Data for this task:
□ □ □

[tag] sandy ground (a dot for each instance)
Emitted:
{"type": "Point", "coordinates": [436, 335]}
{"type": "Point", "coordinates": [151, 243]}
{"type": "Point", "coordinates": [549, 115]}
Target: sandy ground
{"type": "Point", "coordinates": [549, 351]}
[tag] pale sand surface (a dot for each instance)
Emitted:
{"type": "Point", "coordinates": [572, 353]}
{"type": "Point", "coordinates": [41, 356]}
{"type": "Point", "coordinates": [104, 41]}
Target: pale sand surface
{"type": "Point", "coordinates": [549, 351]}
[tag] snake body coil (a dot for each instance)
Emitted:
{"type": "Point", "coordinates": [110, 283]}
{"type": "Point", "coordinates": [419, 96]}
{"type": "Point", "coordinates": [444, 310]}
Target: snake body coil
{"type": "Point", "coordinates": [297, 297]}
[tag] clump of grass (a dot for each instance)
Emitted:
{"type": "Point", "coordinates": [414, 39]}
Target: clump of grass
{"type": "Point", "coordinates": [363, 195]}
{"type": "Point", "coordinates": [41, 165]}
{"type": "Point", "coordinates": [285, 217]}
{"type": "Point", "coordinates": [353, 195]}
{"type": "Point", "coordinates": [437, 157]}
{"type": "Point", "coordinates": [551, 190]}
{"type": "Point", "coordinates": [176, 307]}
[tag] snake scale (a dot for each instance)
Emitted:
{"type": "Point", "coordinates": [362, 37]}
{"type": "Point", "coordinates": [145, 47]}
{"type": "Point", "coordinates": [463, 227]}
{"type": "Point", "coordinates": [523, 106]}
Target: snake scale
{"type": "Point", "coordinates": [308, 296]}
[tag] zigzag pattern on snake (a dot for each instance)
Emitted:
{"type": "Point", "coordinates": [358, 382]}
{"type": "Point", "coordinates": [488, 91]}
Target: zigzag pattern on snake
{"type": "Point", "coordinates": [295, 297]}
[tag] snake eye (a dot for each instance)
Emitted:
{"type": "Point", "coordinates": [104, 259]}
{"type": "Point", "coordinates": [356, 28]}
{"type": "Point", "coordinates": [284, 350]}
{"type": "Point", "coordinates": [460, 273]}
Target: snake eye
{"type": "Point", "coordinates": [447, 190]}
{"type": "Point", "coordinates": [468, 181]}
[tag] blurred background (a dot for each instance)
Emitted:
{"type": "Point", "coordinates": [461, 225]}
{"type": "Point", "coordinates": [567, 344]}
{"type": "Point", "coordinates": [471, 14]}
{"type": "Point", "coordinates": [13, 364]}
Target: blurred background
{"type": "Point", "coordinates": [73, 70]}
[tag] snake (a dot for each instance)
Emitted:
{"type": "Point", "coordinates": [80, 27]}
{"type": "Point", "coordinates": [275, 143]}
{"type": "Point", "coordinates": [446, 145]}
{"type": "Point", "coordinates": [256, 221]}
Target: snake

□ □ □

Your task: Word for word, restate each of the records above.

Answer below:
[tag] sandy ground (a dot for each instance)
Emitted:
{"type": "Point", "coordinates": [436, 335]}
{"type": "Point", "coordinates": [151, 243]}
{"type": "Point", "coordinates": [549, 115]}
Target: sandy ground
{"type": "Point", "coordinates": [549, 351]}
[tag] pale sand surface (a dot for each instance)
Emitted:
{"type": "Point", "coordinates": [572, 353]}
{"type": "Point", "coordinates": [41, 356]}
{"type": "Point", "coordinates": [104, 41]}
Target: pale sand surface
{"type": "Point", "coordinates": [549, 351]}
[tag] snake body coil (a dot for each instance)
Emitted:
{"type": "Point", "coordinates": [110, 283]}
{"type": "Point", "coordinates": [419, 96]}
{"type": "Point", "coordinates": [444, 310]}
Target: snake body coil
{"type": "Point", "coordinates": [297, 297]}
[tag] clump of grass (a dot for each instance)
Emitted:
{"type": "Point", "coordinates": [414, 39]}
Target: clump of grass
{"type": "Point", "coordinates": [363, 195]}
{"type": "Point", "coordinates": [41, 165]}
{"type": "Point", "coordinates": [285, 217]}
{"type": "Point", "coordinates": [353, 195]}
{"type": "Point", "coordinates": [437, 157]}
{"type": "Point", "coordinates": [551, 190]}
{"type": "Point", "coordinates": [176, 307]}
[tag] snake scale (a dot for each instance)
Emitted:
{"type": "Point", "coordinates": [362, 37]}
{"type": "Point", "coordinates": [145, 47]}
{"type": "Point", "coordinates": [463, 227]}
{"type": "Point", "coordinates": [523, 106]}
Target: snake scale
{"type": "Point", "coordinates": [308, 296]}
[tag] zigzag pattern on snake (a dot for each instance)
Emitted:
{"type": "Point", "coordinates": [358, 382]}
{"type": "Point", "coordinates": [488, 91]}
Target: zigzag pattern on snake
{"type": "Point", "coordinates": [295, 297]}
[tag] snake eye (a dot for each instance)
Emitted:
{"type": "Point", "coordinates": [104, 259]}
{"type": "Point", "coordinates": [356, 28]}
{"type": "Point", "coordinates": [284, 350]}
{"type": "Point", "coordinates": [460, 273]}
Target: snake eye
{"type": "Point", "coordinates": [447, 190]}
{"type": "Point", "coordinates": [468, 181]}
[tag] blurred background (a dot for each instance)
Emitted:
{"type": "Point", "coordinates": [461, 225]}
{"type": "Point", "coordinates": [567, 344]}
{"type": "Point", "coordinates": [471, 14]}
{"type": "Point", "coordinates": [13, 364]}
Target: blurred background
{"type": "Point", "coordinates": [73, 70]}
[tag] snake (a dot for each instance)
Emitted:
{"type": "Point", "coordinates": [80, 27]}
{"type": "Point", "coordinates": [275, 143]}
{"type": "Point", "coordinates": [446, 145]}
{"type": "Point", "coordinates": [256, 221]}
Target: snake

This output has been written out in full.